Will Whitcomb, 55, is one of those veterans. Waiting for a cab on Monday, his raised his eyebrows at the news that smoking wouldn’t be allowed on the benches. After serving in the military for 11 years and touring in Iraq, he said that he wishes he could quit, but smoking offers a reprieve.

“It’s kind of a crutch,” said Whitcomb, who suffers from post-traumatic stress disorder. "It keeps my mind occupied."


The ban represents a culture shift in the VA system, which has allowed for "smoking shelters" where patients could light up inside many hospitals.

“I remember when I started in the VA and they used to sell cigarettes in the retail store,” said Fernando Rivera, the director of Southeast Louisiana Veterans Health Care System, who started working at the VA in the 1980s.

Rivera said the ban is not so much about policing and penalizing veterans and VA employees, but rather changing behavior and culture over time.

“When we stopped selling cigarettes a long time ago there was a tremendous outcry,” he recalled. “Now, there would be an outcry if we sold them.”

According to Sonia Duffy, a professor at Ohio State University's College of Nursing and researcher at the Department of Veterans Affairs Ann Arbor Healthcare System, smoking bans do work.

“It’s a good thing,” she said. “I think veterans will benefit. Every time you institute another layer of a smoking ban, you do see more people quitting.”

While the New Orleans hospital may have an easier time enforcing the ban because the new building has never had the climate-controlled smoking shacks, veterans do smoke directly outside the building and in their cars on the campus. A few have used e-cigarettes in the building.


“We’ll have people who hide cigarettes, who are nervous about coming to the hospital,” said Rivera. “It will require constant vigilance, reporting and educating. But our [ban] will be more of a reminder.”

A history of tobacco promotion

Cigarettes were included with military rations until 1975.

“We used to have a butt can in the barracks,” said Stephen Rizzo, a Vietnam veteran who was drafted in 1967. “There was no such thing as a no-smoking area,” said the 71-year-old as he took a drag from a cigarette outside the VA hospital on Monday.

Rizzo didn’t know about the impending ban. “It’s a good idea,” he said. “That’s their privilege to [enforce] that. But I saw a whole lot of cigarette butts on the ground here, so I thought it was OK,” he said, pointing to a patch of grass outside the VA entrance.

### Listed entries

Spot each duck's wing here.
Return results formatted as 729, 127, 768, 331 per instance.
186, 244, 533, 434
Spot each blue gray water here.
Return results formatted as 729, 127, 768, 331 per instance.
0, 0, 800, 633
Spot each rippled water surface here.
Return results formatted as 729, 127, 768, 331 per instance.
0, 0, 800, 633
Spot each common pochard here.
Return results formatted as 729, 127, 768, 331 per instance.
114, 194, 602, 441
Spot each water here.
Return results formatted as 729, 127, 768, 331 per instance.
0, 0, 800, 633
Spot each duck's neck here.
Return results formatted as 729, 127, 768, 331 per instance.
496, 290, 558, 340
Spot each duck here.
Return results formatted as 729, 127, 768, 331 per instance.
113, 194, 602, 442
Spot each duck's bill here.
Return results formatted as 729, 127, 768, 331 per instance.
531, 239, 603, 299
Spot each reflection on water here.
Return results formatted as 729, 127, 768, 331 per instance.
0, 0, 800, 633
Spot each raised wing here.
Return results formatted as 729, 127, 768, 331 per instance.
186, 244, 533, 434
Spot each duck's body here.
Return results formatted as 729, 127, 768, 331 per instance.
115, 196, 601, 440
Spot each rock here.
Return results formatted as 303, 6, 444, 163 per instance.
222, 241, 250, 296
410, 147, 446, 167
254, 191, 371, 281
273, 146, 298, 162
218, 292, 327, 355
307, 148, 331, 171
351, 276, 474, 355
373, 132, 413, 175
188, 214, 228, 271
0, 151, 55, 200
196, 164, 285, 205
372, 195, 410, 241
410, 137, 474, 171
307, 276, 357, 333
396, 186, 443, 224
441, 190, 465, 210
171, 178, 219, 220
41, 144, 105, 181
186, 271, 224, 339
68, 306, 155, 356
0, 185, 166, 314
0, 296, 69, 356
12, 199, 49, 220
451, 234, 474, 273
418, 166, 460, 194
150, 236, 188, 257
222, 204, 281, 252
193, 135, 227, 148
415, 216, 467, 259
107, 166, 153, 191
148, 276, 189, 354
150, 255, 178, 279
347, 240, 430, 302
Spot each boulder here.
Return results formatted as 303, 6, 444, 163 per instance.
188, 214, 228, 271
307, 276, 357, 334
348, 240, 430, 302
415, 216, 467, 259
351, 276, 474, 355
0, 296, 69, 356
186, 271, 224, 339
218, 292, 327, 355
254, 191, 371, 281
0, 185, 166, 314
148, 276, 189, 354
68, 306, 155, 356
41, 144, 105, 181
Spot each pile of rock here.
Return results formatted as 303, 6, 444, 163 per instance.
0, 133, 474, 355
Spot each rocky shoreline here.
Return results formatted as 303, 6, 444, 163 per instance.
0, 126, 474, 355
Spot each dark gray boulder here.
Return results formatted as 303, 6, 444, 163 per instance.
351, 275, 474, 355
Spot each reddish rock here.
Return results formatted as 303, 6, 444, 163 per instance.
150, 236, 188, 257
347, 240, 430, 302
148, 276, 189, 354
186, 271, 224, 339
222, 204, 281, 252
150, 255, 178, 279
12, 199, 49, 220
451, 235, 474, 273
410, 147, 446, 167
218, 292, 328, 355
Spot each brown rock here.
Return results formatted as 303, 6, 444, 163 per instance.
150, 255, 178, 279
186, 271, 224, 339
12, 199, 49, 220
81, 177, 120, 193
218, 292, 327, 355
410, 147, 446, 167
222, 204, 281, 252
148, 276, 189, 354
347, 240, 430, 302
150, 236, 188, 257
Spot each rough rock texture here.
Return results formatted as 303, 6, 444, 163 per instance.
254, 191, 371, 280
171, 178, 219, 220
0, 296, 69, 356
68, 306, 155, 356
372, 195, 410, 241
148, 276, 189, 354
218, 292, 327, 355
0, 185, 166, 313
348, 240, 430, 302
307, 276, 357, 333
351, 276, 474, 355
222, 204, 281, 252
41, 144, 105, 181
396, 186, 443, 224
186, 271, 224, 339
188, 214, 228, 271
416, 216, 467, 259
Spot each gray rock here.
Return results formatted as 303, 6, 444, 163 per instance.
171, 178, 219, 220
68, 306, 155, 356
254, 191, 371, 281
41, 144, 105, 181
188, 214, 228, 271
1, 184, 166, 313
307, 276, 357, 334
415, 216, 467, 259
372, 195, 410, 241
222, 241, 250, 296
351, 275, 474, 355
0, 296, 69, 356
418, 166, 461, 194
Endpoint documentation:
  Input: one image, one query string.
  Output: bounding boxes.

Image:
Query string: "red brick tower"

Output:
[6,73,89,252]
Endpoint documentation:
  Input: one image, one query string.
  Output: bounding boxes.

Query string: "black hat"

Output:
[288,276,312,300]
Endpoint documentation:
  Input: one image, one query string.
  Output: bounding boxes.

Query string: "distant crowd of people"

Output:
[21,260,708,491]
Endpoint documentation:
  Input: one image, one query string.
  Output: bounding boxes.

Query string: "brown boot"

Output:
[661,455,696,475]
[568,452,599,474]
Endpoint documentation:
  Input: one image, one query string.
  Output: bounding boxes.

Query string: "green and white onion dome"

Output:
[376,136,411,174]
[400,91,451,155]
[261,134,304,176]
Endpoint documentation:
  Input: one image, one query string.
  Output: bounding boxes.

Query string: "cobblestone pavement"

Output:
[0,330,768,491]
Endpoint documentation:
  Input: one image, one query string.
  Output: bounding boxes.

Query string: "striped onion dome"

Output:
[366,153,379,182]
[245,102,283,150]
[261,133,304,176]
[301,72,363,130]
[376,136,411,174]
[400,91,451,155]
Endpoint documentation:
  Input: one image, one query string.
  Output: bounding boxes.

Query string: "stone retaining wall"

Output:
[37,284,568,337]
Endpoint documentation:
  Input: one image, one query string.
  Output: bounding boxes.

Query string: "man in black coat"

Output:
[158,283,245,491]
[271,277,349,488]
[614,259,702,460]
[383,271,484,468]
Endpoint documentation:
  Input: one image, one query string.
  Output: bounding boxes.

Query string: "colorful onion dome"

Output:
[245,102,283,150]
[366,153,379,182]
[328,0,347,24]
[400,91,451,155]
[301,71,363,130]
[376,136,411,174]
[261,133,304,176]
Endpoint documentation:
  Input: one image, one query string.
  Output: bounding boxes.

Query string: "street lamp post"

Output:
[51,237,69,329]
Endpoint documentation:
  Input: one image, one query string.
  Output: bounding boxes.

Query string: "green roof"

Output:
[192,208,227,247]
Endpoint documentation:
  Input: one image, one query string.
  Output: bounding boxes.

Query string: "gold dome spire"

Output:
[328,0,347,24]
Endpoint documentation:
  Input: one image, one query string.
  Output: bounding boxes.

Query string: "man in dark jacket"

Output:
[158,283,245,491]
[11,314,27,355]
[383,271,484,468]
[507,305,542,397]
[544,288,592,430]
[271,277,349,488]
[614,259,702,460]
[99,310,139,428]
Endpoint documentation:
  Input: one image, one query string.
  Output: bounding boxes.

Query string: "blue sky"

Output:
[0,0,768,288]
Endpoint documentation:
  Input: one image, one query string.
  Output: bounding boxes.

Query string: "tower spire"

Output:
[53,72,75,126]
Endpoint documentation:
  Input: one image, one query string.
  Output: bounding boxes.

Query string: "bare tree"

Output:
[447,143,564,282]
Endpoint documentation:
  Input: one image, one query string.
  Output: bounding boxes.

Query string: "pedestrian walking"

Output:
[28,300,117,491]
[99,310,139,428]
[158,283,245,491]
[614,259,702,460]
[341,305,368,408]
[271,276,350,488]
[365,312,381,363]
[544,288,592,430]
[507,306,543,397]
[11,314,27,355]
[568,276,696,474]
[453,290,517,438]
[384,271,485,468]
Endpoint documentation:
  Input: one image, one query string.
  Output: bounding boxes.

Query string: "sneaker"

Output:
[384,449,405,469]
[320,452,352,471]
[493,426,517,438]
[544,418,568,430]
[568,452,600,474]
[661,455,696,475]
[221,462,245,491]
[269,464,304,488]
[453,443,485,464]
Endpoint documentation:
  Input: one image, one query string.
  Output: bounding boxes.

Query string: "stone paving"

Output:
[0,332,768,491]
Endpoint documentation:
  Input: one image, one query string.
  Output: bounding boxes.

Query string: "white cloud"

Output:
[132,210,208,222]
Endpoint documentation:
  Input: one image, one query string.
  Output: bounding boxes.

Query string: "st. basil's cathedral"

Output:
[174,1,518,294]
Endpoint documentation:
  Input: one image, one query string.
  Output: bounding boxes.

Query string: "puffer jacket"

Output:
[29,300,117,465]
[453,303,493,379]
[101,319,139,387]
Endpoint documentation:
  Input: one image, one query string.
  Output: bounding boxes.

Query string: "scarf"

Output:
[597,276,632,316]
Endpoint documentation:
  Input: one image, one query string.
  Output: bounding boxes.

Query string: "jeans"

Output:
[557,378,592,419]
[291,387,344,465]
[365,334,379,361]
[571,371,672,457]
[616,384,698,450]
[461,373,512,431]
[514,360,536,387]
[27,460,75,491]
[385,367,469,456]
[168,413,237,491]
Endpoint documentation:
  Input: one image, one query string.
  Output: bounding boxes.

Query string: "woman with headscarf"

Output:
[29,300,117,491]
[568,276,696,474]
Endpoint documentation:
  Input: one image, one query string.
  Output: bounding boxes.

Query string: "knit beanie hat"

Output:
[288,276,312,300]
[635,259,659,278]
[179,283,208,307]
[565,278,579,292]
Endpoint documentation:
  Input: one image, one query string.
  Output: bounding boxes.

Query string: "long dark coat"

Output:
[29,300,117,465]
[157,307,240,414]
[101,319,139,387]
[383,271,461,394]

### Required action A
Which people does the article on the VA smoking ban mention by name?
### Required action B
Carry on the article on the VA smoking ban from its final paragraph.
The entries come from a different source than the article on the VA smoking ban.

### Response A
Will Whitcomb, Fernando Rivera, Sonia Duffy, Stephen Rizzo

### Response B
Veterans have a higher incidence of smoking than the general population. Compared to those who have never served in the military, veterans smoke at double the rate—29% compared to 14%, according to the Centers for Disease Control and Prevention.


Smoking has profound effects on health. Over 80% of lung cancer patients are current or former smokers. Lung cancer is the leading cause of cancer deaths in the U.S.

“Smoking just affects you systemically,” said Duffy. “It can give you more hip fractures; it can give you bladder cancer.”

But for people like Rizzo and Whitcomb, the ban highlights the need for a smoking alternative for veterans accustomed to the habit.

Whitcomb, who was also a fireman for 15 years, thinks the ban is the right thing to do. But he and other veterans point to a long history of smoking culture within the military as a roadblock for many patients who are accustomed to being able to walk outside to seek the relief of a cigarette.

Rizzo was a trucker after serving in the military. He would go through two or three packs a day to keep calm. “It’s nerve-wracking driving down the street pulling a forty-foot trailer,” he said. “I can’t do without it.”


The VA offers free smoking cessation programs to veterans and employees, but both Rizzo and Whitcomb said nicotine patches were not a substitute that worked for them. Whitcomb tried an e-cigarette a few months ago, but it didn’t stick.

To change behavior, Rivera said the VA plans on pushing education more than penalizing.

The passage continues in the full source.